* begin Entries *

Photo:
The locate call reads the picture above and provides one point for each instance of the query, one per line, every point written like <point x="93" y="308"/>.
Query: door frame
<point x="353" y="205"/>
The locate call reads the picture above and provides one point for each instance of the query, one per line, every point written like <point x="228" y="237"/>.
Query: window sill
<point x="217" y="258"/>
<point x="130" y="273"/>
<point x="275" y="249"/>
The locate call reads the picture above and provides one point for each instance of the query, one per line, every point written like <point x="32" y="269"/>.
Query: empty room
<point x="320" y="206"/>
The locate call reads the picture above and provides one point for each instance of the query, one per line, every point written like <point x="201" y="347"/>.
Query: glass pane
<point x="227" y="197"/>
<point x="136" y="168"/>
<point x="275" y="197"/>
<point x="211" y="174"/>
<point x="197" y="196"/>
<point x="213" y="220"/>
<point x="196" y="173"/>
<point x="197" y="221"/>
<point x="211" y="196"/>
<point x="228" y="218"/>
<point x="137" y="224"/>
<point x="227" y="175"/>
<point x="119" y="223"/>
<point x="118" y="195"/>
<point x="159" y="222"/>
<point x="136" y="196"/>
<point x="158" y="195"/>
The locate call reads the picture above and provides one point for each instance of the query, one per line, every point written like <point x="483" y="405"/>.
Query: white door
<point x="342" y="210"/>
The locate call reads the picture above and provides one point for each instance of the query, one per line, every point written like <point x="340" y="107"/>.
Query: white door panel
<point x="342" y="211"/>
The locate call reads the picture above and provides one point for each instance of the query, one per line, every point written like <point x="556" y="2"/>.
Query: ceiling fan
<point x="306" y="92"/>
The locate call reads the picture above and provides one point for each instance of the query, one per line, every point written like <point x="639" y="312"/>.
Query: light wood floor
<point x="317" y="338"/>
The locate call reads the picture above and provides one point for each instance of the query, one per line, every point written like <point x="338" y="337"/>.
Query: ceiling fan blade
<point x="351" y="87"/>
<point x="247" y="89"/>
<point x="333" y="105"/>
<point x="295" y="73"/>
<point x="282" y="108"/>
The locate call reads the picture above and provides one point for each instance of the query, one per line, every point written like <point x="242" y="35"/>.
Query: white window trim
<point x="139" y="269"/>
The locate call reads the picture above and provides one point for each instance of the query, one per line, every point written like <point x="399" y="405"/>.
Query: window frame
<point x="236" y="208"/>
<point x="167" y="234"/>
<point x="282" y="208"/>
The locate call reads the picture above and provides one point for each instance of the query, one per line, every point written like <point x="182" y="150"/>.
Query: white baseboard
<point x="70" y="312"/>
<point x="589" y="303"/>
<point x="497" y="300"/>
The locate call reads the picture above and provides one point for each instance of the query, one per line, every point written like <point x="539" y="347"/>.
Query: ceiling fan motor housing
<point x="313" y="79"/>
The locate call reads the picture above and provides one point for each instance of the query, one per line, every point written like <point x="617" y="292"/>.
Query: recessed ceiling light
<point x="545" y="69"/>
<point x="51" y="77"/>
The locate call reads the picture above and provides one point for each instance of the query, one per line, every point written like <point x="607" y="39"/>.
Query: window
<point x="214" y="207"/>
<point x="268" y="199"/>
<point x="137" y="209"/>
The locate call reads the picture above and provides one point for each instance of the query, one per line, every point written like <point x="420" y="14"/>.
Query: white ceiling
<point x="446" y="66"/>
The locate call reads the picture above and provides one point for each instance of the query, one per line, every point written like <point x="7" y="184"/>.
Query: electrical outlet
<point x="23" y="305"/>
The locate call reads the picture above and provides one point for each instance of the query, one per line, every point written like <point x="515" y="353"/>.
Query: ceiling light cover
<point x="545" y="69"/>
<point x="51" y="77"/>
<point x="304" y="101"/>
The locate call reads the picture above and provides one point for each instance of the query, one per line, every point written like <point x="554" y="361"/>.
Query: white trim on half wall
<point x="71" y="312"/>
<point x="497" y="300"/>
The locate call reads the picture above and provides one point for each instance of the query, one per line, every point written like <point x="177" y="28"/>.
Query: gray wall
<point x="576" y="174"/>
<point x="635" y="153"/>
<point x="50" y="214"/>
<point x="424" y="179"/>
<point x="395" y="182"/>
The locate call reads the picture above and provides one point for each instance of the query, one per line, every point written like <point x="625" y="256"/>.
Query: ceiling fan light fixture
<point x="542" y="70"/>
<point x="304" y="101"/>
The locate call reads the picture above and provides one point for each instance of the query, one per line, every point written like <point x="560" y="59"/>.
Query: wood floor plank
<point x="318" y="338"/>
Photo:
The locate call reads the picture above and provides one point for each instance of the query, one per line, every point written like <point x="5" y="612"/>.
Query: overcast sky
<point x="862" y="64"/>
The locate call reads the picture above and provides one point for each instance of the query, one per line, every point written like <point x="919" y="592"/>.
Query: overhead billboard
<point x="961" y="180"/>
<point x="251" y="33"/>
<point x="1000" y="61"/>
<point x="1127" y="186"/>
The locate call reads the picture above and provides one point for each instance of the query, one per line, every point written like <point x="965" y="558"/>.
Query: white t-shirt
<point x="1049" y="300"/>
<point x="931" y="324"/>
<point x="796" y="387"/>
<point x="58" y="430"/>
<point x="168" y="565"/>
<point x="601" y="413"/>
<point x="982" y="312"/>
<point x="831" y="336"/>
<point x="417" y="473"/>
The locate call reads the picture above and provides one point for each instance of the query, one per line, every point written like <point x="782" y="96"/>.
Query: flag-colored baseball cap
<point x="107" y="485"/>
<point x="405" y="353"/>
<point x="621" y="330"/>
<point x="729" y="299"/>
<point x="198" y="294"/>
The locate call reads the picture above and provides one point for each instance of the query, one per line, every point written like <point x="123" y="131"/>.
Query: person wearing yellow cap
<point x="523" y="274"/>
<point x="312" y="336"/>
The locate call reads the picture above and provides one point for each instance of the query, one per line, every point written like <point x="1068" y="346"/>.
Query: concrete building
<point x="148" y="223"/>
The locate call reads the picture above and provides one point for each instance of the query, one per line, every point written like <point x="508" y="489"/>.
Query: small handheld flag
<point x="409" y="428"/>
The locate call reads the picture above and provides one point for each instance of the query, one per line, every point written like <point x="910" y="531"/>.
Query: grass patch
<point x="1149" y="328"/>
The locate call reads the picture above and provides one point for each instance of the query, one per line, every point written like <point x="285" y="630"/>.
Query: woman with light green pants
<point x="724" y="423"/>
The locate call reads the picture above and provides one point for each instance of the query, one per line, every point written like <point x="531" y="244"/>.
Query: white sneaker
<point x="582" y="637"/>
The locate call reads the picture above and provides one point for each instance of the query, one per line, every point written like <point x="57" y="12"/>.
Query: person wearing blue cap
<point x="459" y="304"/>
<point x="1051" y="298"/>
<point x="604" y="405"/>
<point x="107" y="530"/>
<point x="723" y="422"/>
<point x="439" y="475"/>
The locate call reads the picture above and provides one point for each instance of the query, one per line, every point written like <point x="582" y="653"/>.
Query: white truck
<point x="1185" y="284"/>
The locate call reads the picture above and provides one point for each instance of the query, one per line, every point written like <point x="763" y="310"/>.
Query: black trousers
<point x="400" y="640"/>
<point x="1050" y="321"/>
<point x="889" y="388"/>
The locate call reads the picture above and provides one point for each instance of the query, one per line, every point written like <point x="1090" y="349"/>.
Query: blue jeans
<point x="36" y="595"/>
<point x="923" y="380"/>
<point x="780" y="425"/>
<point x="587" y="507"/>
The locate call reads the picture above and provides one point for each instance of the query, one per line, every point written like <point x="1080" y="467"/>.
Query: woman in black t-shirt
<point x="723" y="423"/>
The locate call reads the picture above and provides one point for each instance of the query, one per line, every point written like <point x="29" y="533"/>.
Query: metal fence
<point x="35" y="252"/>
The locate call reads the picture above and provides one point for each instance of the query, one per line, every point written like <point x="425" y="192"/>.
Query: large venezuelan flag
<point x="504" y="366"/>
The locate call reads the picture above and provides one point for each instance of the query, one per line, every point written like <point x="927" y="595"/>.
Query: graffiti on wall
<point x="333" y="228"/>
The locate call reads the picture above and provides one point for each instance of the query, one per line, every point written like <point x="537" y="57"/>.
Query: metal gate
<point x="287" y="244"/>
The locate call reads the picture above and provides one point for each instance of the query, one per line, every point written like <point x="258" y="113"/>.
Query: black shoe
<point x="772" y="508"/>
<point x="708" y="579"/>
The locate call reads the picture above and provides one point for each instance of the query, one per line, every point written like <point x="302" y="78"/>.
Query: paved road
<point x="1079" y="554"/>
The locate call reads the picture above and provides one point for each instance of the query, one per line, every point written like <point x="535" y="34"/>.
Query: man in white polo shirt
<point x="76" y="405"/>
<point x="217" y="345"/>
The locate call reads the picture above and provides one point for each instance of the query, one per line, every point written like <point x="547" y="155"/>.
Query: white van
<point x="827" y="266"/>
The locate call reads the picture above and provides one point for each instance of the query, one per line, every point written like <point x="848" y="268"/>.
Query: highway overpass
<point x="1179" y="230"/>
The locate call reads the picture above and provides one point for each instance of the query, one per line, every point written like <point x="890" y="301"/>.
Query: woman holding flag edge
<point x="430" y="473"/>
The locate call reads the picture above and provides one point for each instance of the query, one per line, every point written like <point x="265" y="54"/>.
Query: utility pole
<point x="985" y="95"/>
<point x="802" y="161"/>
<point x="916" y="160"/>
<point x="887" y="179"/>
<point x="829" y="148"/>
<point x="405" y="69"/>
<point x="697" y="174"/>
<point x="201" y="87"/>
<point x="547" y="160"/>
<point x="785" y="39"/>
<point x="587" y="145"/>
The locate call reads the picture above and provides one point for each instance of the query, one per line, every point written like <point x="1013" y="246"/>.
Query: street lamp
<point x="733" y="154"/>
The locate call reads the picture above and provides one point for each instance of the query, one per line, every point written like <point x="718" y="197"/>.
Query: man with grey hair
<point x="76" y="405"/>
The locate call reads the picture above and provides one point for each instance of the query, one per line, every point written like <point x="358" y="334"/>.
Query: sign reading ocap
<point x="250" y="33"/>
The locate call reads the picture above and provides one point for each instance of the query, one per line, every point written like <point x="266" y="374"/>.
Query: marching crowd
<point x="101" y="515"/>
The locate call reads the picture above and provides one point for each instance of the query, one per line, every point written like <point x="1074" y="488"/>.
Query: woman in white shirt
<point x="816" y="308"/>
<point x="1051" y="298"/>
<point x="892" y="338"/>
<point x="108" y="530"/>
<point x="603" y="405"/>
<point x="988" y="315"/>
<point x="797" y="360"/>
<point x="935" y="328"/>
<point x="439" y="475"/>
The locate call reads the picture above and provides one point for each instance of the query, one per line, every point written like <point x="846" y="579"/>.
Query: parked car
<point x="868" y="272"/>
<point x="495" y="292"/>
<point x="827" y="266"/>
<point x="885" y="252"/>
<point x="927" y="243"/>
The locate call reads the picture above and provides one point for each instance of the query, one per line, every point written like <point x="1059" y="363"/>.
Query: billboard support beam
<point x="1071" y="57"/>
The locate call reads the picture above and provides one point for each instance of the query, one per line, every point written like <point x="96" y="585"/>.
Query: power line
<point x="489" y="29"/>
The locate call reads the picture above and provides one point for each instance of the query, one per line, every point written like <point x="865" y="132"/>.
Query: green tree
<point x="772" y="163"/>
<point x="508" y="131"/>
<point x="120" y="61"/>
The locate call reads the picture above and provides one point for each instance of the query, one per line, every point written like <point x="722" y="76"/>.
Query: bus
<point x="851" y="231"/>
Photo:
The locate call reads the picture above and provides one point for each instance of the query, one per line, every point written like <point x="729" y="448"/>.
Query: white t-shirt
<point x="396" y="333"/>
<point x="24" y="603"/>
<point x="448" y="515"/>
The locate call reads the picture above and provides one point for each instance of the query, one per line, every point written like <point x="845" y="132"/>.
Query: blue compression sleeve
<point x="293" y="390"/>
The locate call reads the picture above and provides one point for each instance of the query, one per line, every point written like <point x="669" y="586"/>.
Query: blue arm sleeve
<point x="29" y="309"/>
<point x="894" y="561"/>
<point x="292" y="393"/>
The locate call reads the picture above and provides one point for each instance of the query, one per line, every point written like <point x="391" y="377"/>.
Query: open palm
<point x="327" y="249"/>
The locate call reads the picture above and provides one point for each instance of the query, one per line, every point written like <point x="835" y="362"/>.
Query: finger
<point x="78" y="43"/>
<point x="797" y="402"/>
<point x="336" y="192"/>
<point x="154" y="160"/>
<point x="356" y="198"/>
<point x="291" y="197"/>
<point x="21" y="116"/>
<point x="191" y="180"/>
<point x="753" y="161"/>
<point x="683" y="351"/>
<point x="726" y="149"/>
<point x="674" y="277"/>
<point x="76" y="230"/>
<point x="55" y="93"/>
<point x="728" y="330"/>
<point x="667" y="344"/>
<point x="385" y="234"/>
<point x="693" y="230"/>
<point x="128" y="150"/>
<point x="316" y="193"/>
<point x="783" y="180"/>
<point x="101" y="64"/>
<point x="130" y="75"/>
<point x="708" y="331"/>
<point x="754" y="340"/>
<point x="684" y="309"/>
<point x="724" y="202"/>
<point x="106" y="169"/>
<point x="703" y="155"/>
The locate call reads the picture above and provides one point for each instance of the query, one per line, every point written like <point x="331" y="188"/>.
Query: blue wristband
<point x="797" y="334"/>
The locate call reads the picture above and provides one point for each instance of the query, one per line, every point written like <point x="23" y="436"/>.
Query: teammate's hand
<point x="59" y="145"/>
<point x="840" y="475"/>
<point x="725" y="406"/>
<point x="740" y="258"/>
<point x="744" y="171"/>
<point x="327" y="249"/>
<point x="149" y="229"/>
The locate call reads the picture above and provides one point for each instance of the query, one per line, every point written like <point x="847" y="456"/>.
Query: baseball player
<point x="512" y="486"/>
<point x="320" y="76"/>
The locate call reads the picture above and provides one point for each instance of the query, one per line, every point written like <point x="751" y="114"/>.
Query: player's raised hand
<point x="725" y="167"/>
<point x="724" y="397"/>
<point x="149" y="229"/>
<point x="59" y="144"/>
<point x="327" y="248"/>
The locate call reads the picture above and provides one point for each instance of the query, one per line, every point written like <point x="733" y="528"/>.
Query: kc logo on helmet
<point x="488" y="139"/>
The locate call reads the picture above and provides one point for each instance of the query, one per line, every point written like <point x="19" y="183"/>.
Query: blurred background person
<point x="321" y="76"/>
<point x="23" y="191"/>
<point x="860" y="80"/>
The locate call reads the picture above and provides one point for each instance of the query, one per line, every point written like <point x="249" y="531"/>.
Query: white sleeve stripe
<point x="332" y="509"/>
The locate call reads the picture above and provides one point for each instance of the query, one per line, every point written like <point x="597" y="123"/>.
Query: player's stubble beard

* end Entries *

Required work -
Select every line above that contains the word "wall", paying attention to case, and copy each one.

Exercise solution -
Query: white trim on half wall
Query: gray wall
Query: graffiti on wall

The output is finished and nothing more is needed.